Assigned task
Answer with the exact lines of the following material from the one containing "task: segment the overhead catenary wire" through the one containing "task: segment the electrical box", both end lines included.
Records to process START
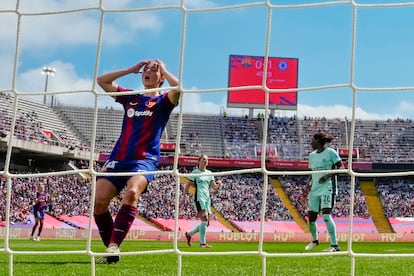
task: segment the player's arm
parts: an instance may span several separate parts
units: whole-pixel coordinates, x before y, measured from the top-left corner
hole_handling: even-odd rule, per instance
[[[187,180],[187,183],[184,186],[184,195],[189,194],[190,193],[190,187],[195,188],[195,183],[193,181],[191,181],[190,179]]]
[[[344,169],[345,167],[344,167],[344,164],[342,164],[342,161],[341,160],[339,160],[338,162],[336,162],[333,166],[332,166],[332,169],[333,170],[339,170],[339,169]],[[324,176],[322,176],[320,179],[319,179],[319,183],[320,184],[323,184],[323,183],[325,183],[326,181],[328,181],[329,179],[331,179],[332,177],[334,177],[335,175],[337,175],[338,173],[328,173],[328,174],[325,174]]]
[[[98,76],[96,81],[98,82],[99,86],[103,90],[105,90],[105,92],[116,92],[118,91],[118,85],[115,83],[116,79],[119,79],[128,74],[138,74],[141,68],[147,65],[148,63],[148,60],[144,60],[129,68],[105,73],[103,75]]]
[[[156,62],[159,64],[160,72],[162,76],[167,80],[168,84],[171,87],[178,86],[179,82],[178,82],[177,77],[171,74],[171,72],[167,70],[164,62],[162,62],[161,60],[156,60]],[[178,89],[170,90],[168,92],[168,98],[170,99],[171,103],[173,103],[174,105],[177,105],[178,100],[180,99],[180,91]]]
[[[210,182],[210,186],[211,186],[214,190],[217,190],[217,189],[218,189],[218,188],[220,188],[222,185],[223,185],[223,183],[221,182],[221,180],[217,180],[217,181],[212,180],[212,181]]]
[[[184,183],[183,196],[181,198],[181,204],[185,204],[187,202],[187,196],[190,193],[190,187],[195,188],[195,183],[190,179],[186,178],[186,182]]]
[[[37,203],[39,203],[39,195],[40,194],[38,192],[36,192],[36,197],[33,200],[33,205],[36,205]]]

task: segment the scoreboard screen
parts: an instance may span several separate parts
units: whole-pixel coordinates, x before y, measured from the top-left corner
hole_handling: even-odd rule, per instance
[[[266,87],[287,89],[298,87],[297,58],[268,57]],[[230,55],[229,88],[262,85],[265,60],[260,56]],[[265,91],[246,89],[228,91],[228,107],[264,108]],[[297,108],[297,91],[269,93],[270,109]]]

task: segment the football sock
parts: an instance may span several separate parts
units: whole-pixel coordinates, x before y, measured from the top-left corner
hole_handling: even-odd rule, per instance
[[[36,230],[36,227],[37,227],[37,222],[35,223],[35,225],[33,225],[33,228],[32,228],[32,234],[31,234],[31,236],[33,237],[33,235],[34,235],[34,232],[35,232],[35,230]]]
[[[131,225],[134,222],[136,214],[136,207],[130,205],[121,206],[121,209],[119,209],[118,215],[115,218],[110,243],[116,243],[118,246],[121,245],[128,234],[129,228],[131,228]]]
[[[312,240],[317,241],[318,240],[318,225],[316,222],[309,222],[309,231],[312,235]]]
[[[40,237],[40,233],[42,233],[43,230],[43,223],[40,223],[39,225],[39,232],[37,232],[37,236]]]
[[[103,244],[108,247],[109,242],[111,240],[112,228],[114,225],[114,221],[112,220],[112,216],[109,211],[101,215],[94,214],[95,223],[99,230],[99,235],[101,236]]]
[[[206,243],[206,230],[207,230],[207,221],[202,221],[200,223],[200,244]]]
[[[337,245],[338,243],[336,241],[336,226],[334,220],[332,219],[332,216],[329,214],[323,214],[322,217],[325,221],[326,229],[328,230],[329,236],[331,237],[331,244]]]
[[[195,234],[197,234],[198,232],[200,231],[200,225],[197,225],[197,227],[196,228],[194,228],[190,233],[188,233],[188,234],[190,234],[190,236],[192,237],[192,236],[194,236]]]

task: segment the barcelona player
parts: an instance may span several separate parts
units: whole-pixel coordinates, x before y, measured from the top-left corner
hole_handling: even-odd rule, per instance
[[[160,60],[144,60],[136,65],[103,74],[97,78],[100,87],[106,92],[127,92],[115,80],[129,75],[142,73],[142,84],[147,89],[160,88],[164,81],[170,87],[179,85],[178,79],[171,74]],[[104,164],[104,172],[138,173],[132,176],[100,176],[96,182],[94,218],[99,234],[106,246],[106,252],[113,255],[99,258],[97,263],[116,263],[119,261],[119,247],[133,223],[138,199],[153,180],[160,158],[161,135],[171,112],[178,105],[180,92],[171,89],[166,93],[148,91],[144,94],[114,96],[115,101],[124,108],[121,134]],[[121,190],[125,188],[118,214],[113,220],[108,206]]]
[[[36,198],[33,205],[33,216],[35,224],[32,227],[32,233],[30,239],[34,241],[40,241],[40,234],[43,230],[43,223],[45,220],[45,208],[48,201],[48,196],[45,192],[45,185],[40,184],[38,191],[36,192]],[[36,228],[39,226],[37,236],[35,236]]]

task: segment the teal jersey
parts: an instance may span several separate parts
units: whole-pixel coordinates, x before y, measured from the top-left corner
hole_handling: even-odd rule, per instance
[[[309,155],[309,168],[312,171],[332,170],[334,164],[341,161],[339,154],[330,147],[326,147],[322,152],[318,153],[316,150]],[[319,179],[326,175],[325,173],[312,174],[312,194],[326,194],[335,193],[336,187],[333,186],[332,178],[329,178],[325,183],[319,184]]]
[[[211,173],[209,170],[200,171],[198,168],[193,170],[192,173],[196,174],[208,174]],[[210,183],[214,181],[214,176],[212,175],[201,175],[201,176],[191,176],[189,179],[195,184],[195,200],[201,202],[210,201]]]

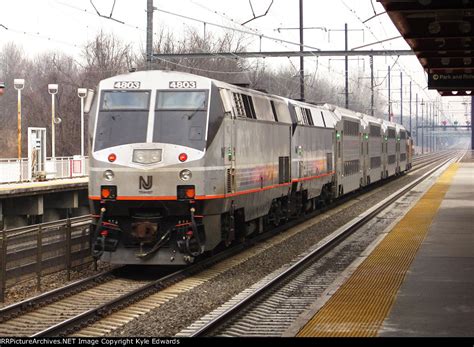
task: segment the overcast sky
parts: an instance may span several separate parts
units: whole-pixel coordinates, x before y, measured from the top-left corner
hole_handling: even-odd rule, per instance
[[[100,14],[109,16],[114,4],[113,0],[92,0]],[[256,15],[265,13],[271,0],[251,0]],[[34,56],[43,51],[62,51],[80,59],[81,46],[92,39],[99,30],[114,32],[126,42],[133,42],[137,50],[145,46],[146,29],[146,0],[116,0],[112,18],[124,22],[101,18],[90,0],[0,0],[0,46],[13,41],[21,45],[24,51]],[[154,31],[160,28],[170,29],[178,36],[184,34],[187,27],[203,30],[204,25],[199,22],[186,20],[166,14],[159,10],[179,13],[208,23],[235,27],[246,30],[255,29],[260,34],[281,38],[287,41],[299,41],[297,30],[280,30],[278,28],[297,27],[299,0],[274,0],[268,14],[243,23],[253,17],[249,0],[154,0],[158,9],[154,12]],[[363,44],[384,40],[399,35],[387,15],[381,15],[367,22],[362,21],[377,13],[383,12],[383,7],[376,0],[304,0],[305,27],[322,27],[324,29],[305,30],[305,44],[321,49],[344,49],[344,34],[341,30],[344,23],[348,23],[349,48]],[[8,28],[5,29],[4,27]],[[206,26],[208,31],[217,35],[223,33],[221,28]],[[362,31],[363,29],[363,31]],[[325,31],[327,30],[327,31]],[[248,50],[258,50],[260,40],[248,36]],[[298,46],[276,43],[271,40],[262,40],[262,50],[298,50]],[[307,48],[310,49],[310,48]],[[396,39],[369,49],[408,49],[403,39]],[[395,57],[376,58],[375,74],[383,78],[388,65],[394,63]],[[290,62],[288,59],[279,59],[279,64],[293,64],[298,67],[298,60]],[[318,68],[318,73],[333,75],[343,83],[344,64],[340,60],[306,58],[309,69]],[[276,62],[275,62],[276,63]],[[365,69],[364,73],[370,76],[368,58],[351,61],[350,69]],[[399,88],[399,71],[406,75],[406,93],[408,81],[413,79],[413,94],[418,93],[420,98],[434,100],[438,94],[423,89],[426,87],[426,76],[415,57],[400,57],[394,67],[393,88]],[[382,88],[381,88],[382,89]],[[380,93],[386,93],[380,90]],[[395,92],[396,93],[396,92]],[[399,91],[398,91],[399,93]],[[398,99],[398,96],[393,96]],[[443,99],[444,109],[453,112],[457,118],[464,121],[464,106],[458,101],[460,98]],[[408,97],[406,96],[406,100]],[[449,102],[448,101],[452,101]],[[408,106],[405,106],[408,114]],[[396,110],[396,106],[394,106]],[[450,112],[450,113],[451,113]],[[455,113],[454,113],[455,112]]]

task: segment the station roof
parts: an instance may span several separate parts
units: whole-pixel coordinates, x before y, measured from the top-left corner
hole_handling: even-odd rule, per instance
[[[474,90],[474,0],[377,0],[441,95]]]

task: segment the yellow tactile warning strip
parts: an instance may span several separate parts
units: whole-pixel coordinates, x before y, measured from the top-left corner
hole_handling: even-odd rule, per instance
[[[438,178],[297,336],[377,335],[457,169]]]

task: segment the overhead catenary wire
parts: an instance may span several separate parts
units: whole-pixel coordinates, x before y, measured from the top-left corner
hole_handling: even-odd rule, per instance
[[[72,44],[72,43],[67,42],[67,41],[61,41],[61,40],[55,39],[51,36],[43,35],[39,31],[31,32],[31,31],[19,30],[19,29],[12,28],[10,25],[7,27],[3,24],[0,24],[0,26],[3,27],[5,30],[7,30],[9,32],[12,32],[12,33],[15,33],[15,34],[32,36],[32,37],[35,37],[35,38],[40,38],[40,39],[43,39],[43,40],[59,43],[59,44],[62,44],[62,45],[66,45],[66,46],[74,47],[74,48],[78,48],[78,49],[81,48],[76,44]]]

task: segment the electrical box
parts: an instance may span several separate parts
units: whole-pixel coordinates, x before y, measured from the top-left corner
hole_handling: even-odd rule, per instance
[[[46,179],[46,128],[28,128],[28,178]]]

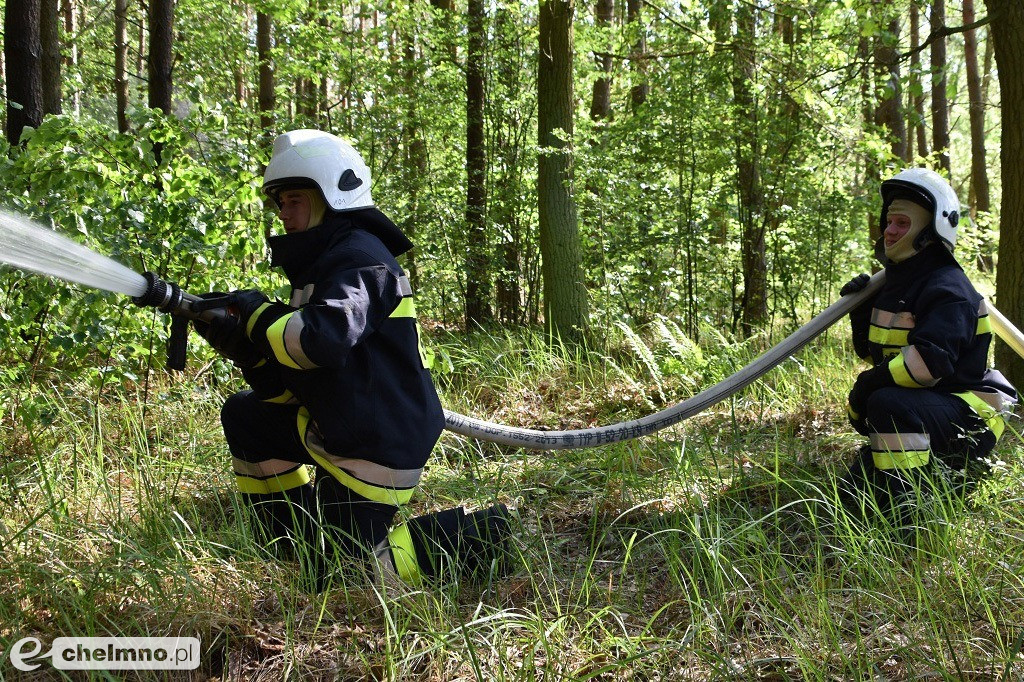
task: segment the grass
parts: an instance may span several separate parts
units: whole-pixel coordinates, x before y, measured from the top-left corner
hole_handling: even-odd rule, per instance
[[[443,400],[581,428],[681,400],[759,352],[665,321],[642,331],[602,353],[529,332],[441,338]],[[410,512],[514,505],[511,577],[321,595],[247,530],[217,418],[231,387],[161,379],[145,406],[142,389],[97,399],[58,373],[0,387],[0,677],[59,679],[11,668],[26,636],[180,634],[202,640],[200,669],[142,679],[1024,678],[1019,419],[970,508],[938,505],[909,547],[836,512],[858,444],[849,357],[824,339],[642,441],[538,453],[446,433]]]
Records to process END
Exercise output
task: segment the overhead catenary wire
parts: an instance may span several separate parts
units: whole-pixel coordinates, x before y, measured from the top-left corner
hole_handling: even-odd rule, per instance
[[[72,44],[72,43],[67,42],[67,41],[61,41],[61,40],[55,39],[51,36],[43,35],[39,31],[31,32],[31,31],[19,30],[19,29],[12,28],[10,25],[7,27],[3,24],[0,24],[0,26],[3,27],[5,30],[7,30],[9,32],[12,32],[12,33],[15,33],[15,34],[32,36],[32,37],[35,37],[35,38],[40,38],[40,39],[43,39],[43,40],[59,43],[59,44],[62,44],[62,45],[66,45],[66,46],[74,47],[74,48],[78,48],[78,49],[81,48],[76,44]]]

task: segment the electrical box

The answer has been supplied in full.